§ **Record set**

....

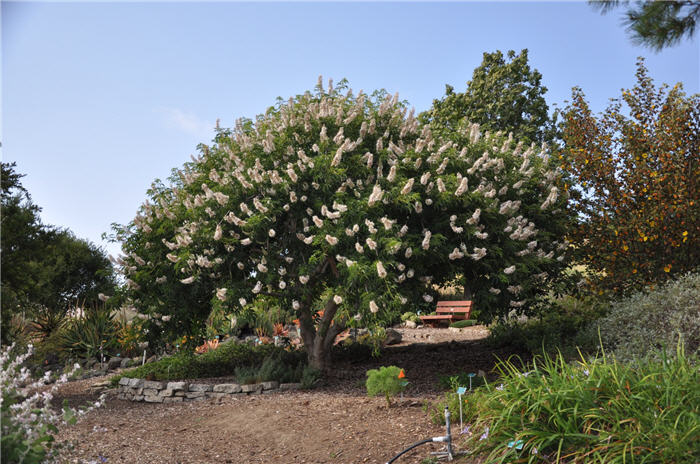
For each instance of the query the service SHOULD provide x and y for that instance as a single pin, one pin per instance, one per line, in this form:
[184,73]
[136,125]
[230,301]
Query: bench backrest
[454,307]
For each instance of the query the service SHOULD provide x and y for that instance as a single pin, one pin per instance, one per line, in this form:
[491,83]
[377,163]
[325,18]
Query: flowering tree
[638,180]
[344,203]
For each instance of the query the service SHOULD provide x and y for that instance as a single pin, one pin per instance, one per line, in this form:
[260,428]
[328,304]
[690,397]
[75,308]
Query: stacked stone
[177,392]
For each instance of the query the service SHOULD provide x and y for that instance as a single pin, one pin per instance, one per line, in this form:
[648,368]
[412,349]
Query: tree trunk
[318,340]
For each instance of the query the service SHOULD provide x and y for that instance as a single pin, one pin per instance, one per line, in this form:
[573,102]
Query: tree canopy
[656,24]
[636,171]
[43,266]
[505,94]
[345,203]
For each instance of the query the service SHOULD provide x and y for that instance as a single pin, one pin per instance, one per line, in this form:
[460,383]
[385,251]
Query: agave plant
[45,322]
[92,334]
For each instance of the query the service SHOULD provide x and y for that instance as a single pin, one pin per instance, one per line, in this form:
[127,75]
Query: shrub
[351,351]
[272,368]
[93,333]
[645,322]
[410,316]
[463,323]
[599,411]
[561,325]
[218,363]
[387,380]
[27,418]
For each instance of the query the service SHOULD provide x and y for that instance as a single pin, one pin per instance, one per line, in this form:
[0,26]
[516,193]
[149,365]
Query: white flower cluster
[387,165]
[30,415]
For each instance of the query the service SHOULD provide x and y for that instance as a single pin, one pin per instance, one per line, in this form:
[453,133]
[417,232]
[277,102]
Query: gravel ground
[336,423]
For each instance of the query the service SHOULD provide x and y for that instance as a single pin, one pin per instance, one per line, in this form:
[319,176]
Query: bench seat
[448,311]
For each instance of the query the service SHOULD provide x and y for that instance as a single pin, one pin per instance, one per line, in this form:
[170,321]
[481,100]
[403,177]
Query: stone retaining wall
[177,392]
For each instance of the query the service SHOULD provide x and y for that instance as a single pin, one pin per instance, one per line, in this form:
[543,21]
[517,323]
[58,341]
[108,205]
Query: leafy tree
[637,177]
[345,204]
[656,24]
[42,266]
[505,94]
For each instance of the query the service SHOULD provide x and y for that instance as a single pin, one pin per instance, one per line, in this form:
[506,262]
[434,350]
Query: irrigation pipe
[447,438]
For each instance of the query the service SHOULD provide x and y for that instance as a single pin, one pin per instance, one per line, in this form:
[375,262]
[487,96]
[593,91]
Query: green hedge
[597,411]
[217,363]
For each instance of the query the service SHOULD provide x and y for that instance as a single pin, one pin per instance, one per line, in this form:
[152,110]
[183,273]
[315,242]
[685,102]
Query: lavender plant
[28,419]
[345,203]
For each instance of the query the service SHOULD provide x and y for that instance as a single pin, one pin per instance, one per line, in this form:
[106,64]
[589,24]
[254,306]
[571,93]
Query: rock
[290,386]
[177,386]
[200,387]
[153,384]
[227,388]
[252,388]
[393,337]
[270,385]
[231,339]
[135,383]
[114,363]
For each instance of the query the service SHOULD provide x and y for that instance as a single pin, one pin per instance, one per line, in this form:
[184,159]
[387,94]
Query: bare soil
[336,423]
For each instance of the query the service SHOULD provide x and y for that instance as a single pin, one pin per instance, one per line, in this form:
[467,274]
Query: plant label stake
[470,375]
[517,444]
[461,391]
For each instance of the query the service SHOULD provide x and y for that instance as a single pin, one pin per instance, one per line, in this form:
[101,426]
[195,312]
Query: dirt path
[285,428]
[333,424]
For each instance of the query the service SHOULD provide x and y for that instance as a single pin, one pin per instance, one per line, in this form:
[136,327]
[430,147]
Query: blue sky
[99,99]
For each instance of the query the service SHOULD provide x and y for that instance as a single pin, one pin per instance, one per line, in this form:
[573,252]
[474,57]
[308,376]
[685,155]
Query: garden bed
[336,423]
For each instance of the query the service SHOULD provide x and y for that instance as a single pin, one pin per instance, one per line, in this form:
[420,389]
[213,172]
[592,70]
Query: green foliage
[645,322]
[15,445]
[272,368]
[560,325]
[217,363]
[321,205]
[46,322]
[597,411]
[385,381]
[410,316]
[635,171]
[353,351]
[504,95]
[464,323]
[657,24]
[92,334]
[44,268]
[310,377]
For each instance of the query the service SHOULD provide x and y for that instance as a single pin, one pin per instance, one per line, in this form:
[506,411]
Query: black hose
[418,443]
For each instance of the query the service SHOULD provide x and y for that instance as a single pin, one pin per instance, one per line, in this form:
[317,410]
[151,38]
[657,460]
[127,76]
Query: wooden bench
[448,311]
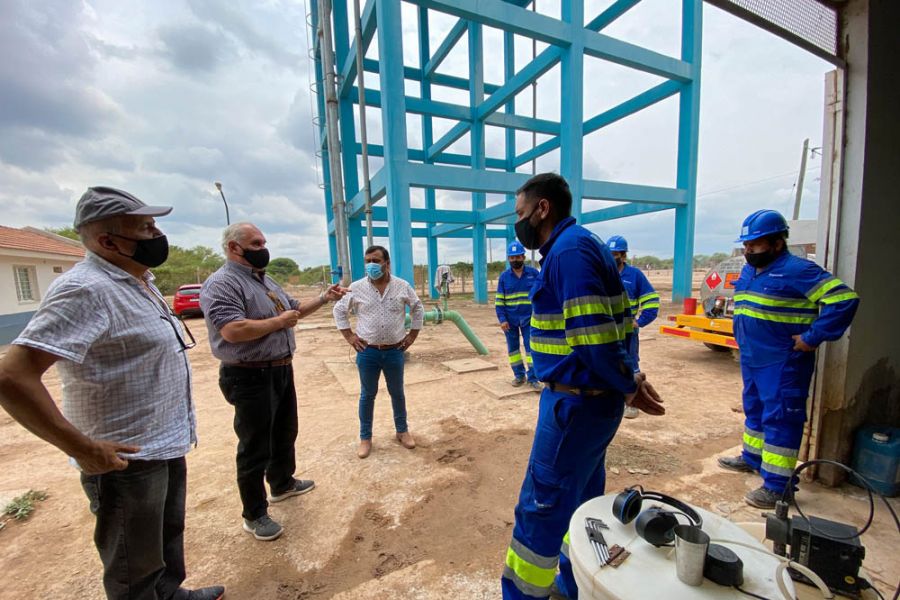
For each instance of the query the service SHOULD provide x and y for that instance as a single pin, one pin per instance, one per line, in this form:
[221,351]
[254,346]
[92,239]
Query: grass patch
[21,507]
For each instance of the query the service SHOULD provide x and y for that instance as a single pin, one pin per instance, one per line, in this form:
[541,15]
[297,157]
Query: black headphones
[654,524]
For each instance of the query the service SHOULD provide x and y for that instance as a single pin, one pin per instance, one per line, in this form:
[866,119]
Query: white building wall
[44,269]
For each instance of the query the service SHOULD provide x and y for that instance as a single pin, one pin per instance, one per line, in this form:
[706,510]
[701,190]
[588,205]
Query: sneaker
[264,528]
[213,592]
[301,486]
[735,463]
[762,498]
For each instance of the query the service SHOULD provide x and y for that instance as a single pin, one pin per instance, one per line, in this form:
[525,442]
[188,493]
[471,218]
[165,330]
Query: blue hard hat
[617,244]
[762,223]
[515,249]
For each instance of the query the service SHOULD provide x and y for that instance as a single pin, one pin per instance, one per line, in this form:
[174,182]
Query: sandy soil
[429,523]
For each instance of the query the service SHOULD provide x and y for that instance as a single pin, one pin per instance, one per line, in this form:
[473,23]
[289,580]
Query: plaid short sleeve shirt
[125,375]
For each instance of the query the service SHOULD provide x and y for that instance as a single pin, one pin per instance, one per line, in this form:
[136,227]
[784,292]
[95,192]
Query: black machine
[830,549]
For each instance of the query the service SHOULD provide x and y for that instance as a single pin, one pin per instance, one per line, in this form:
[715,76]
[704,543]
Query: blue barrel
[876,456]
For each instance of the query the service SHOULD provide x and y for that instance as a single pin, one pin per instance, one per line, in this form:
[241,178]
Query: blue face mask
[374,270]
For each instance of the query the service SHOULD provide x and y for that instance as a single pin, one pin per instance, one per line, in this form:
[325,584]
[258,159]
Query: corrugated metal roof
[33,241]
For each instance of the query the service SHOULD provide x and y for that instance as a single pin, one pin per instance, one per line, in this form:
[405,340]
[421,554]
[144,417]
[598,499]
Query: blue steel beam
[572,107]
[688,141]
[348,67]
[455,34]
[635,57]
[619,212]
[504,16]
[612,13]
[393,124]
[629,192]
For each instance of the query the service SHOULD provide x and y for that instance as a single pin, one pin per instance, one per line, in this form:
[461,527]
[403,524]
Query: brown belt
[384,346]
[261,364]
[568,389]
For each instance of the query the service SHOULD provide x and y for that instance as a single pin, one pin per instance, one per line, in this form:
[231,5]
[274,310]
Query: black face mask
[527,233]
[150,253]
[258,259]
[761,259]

....

§ **Exercise description**
Each entry must be retyped word for word, with every image omitted.

§ **Finished answer**
For each instance of the query the service SHOULD provide x and y for that instance as a single pin, one pin per instance, one per line, in this form:
[184,73]
[136,125]
[230,301]
Query: bench backrest
[454,307]
For each instance of the query the service SHOULD provide x and y for that instance as a single pin, one pin per instance, one per line, in this form:
[491,83]
[377,163]
[325,18]
Query: flowering tree
[638,180]
[344,203]
For each instance of the query the service SHOULD provide x and y for that instance as a single pin, one pin per instance, one per line, in this form:
[260,428]
[328,304]
[690,397]
[75,308]
Query: stacked stone
[177,392]
For each instance of the query the service SHOULD provide x and y for that instance as a single pin, one pin per instance, one per line, in this form:
[648,368]
[412,349]
Query: tree trunk
[318,340]
For each instance of the query the service SHOULD provide x and y for that instance as a single pin, one pin per instance, one per line, in this form:
[573,102]
Query: tree canopy
[656,24]
[636,171]
[43,266]
[505,94]
[345,203]
For each instance of the query the service SHOULD provide x and y for that instance as a single pin, one pin per instance, one per line, in this form:
[460,383]
[385,251]
Query: agave plant
[45,322]
[92,334]
For each instance of the query the service SHOULD provide x and y for that instance as a single pin, one pin per instance, one per line, in this form:
[127,75]
Query: shrub
[351,351]
[272,368]
[93,333]
[645,322]
[410,316]
[463,323]
[599,411]
[561,325]
[218,363]
[387,380]
[27,418]
For each instance of the query the service SHOULD provide x and y for that instance as a single pin, one pin per instance, one per line, in this form:
[0,26]
[516,193]
[149,365]
Query: white flower cluster
[387,165]
[30,415]
For each instance of the query the service SHOULD provide x and y for that instance as a single pin, one pin per instance, one per line, in this form:
[453,133]
[417,232]
[277,102]
Query: gravel ground
[336,423]
For each instance of the query the service SHOULD provide x and y for that instance as a single pin, one pin per instance, one per line, in this form:
[319,176]
Query: bench seat
[448,311]
For each instance of the query the service SHOULD provide x and y for that instance as a single pin, one pin per instance, one per line, in this form:
[170,321]
[481,100]
[403,177]
Query: stone retaining wall
[177,392]
For each instance of the query the service SHOULD provide x and y for that instance as a single pin, one pin per instance, one per line, in this form:
[543,21]
[517,323]
[58,341]
[108,205]
Query: leafy tree
[637,177]
[345,204]
[656,24]
[42,266]
[505,94]
For each instance of the query the service SHOULD provide x and y for that instance as a single pin, one pin per instance, one per line, in this form:
[506,262]
[434,350]
Query: irrigation pipe
[447,438]
For each instance of the query the service SHOULD provide x and y for that instance as a single pin, one pin per instance, one per line, in this form:
[375,262]
[487,96]
[593,91]
Query: green hedge
[597,411]
[217,363]
For each instance of the query the service SHOULD provide x and y for that instance as a single pin, one pin per instance, one per line, in this form:
[152,110]
[183,273]
[315,242]
[685,102]
Query: lavender plant
[28,419]
[345,203]
For each instance of the query the service SHOULD provide x and y for that instance as a single pin, one pin per instance, one per line, in this form:
[106,64]
[589,24]
[254,306]
[571,93]
Query: rock
[290,386]
[177,386]
[200,387]
[153,384]
[227,388]
[252,388]
[393,337]
[270,385]
[231,339]
[135,383]
[114,363]
For each instance of the query the service SHOULD provide x and y for that instance as a single pin, one pin per instance, one per line, in this form:
[184,159]
[387,94]
Query: bare soil
[336,423]
For each instance of the query the service SHOULD provide x and y for that instance as a single pin, one pin per instance, one per line, in this form:
[467,274]
Query: plant label stake
[470,375]
[517,444]
[461,391]
For each instance of the query the service SHOULD provide x and y for that instance as a single pin, one pin per instance, one per line, in this form:
[101,426]
[195,312]
Query: dirt path
[285,428]
[333,424]
For each instance of the query the service SHOULD provide x and y for that instance as a single pin, one pin per instance, one per line, in this form:
[136,327]
[430,147]
Query: blue sky
[99,99]
For each instance of the query the service SHOULD provide x and y for that instance as a single pin, one pin per instance, one per line, in this form:
[573,252]
[474,57]
[308,376]
[685,155]
Query: garden bed
[336,423]
For each instance of the query the service SHOULD provide x and y for that instance as a single pin, one pin per instance, one per line, in this form:
[420,389]
[213,172]
[592,70]
Query: green foliage
[645,322]
[15,445]
[272,368]
[560,325]
[217,363]
[321,205]
[46,322]
[597,411]
[385,381]
[410,316]
[635,171]
[353,351]
[504,95]
[464,323]
[657,24]
[92,334]
[44,268]
[310,377]
For each instance of the query the service SHOULD provide x and y for that instance as a single pin, one pin per instance, one per line, in this form:
[506,411]
Query: black hose
[418,443]
For each instance of the query the service SHOULD provide x and y for that instance as a single pin, one pin per instance, one per line, in this form:
[317,410]
[151,38]
[657,460]
[127,76]
Query: wooden bench
[448,311]
For each instance of the query the service SHOULD provide x and y for that instance as a single pin, one pin per instance, one per line, in this form:
[221,351]
[254,346]
[92,239]
Query: grass patch
[21,507]
For each instance of the query the service SHOULD provide x and y for that instance as a single pin, one pin per instance, one per line, in this form:
[541,15]
[297,157]
Query: black headphones
[654,524]
For each instance of the query the service SHOULD provide x and y for that instance as a single pin, one pin per instance, one per line, in this form:
[866,119]
Query: white building wall
[44,269]
For each instance of the query the service SHOULD provide x and y for that instance as a single pin, one pin per instance, one per line, in this form:
[706,510]
[701,190]
[588,205]
Query: sneaker
[264,528]
[213,592]
[301,486]
[735,463]
[762,498]
For each instance of the query the service SHOULD provide x and y for that instance as a single pin, one pin per instance, one per line, in this form:
[525,442]
[188,493]
[471,218]
[165,330]
Query: blue hard hat
[617,244]
[762,223]
[515,249]
For each instance of the query the service SHOULD provide x and y for that instance as a single pin, one pin per instance, one per line, in this form:
[174,182]
Query: sandy soil
[429,523]
For each instance of the query the service SHOULD provide x and y for that instance as a single pin, one pin per instance, one per line, in this form:
[473,23]
[289,580]
Query: plaid short sleeve shirt
[125,375]
For each instance of the query the service SHOULD provide x and y for that instance as a single pin, one pin per instance, one per line, in this form:
[136,227]
[784,292]
[95,192]
Query: black machine
[830,549]
For each instance of the query the service SHOULD provide x and y for that instance as a single pin, one pin per instance, one per line, in this form:
[715,76]
[704,543]
Query: blue barrel
[876,456]
For each instance of the query the service SHOULD provide x and y for that instance as a single pin, one pin per instance, one per line, in this form:
[241,178]
Query: blue face mask
[374,270]
For each instance of the query the service SHOULD provide x and y for that instance as a single pin, one pin per instance, one per line, in this form:
[325,584]
[258,159]
Query: corrugated metal roof
[33,241]
For each instance of the query the service SHOULD provide x and y for that instance as a single pin, one pin per instance, one per line, in this form:
[405,340]
[421,554]
[144,417]
[598,499]
Query: blue steel beam
[572,107]
[688,141]
[348,67]
[455,34]
[635,57]
[619,212]
[504,16]
[612,13]
[393,124]
[629,192]
For each instance of the query the service SHOULD provide x and y for that instance as a single pin, one pin per instance, one per line, in this form:
[461,527]
[403,524]
Query: brown belt
[384,346]
[261,364]
[568,389]
For each instance of the query the service SHOULD provide x and y for that instance as a single pin, one pin per instance, one per line, in this form:
[231,5]
[274,310]
Query: black face mask
[527,233]
[150,253]
[258,259]
[761,259]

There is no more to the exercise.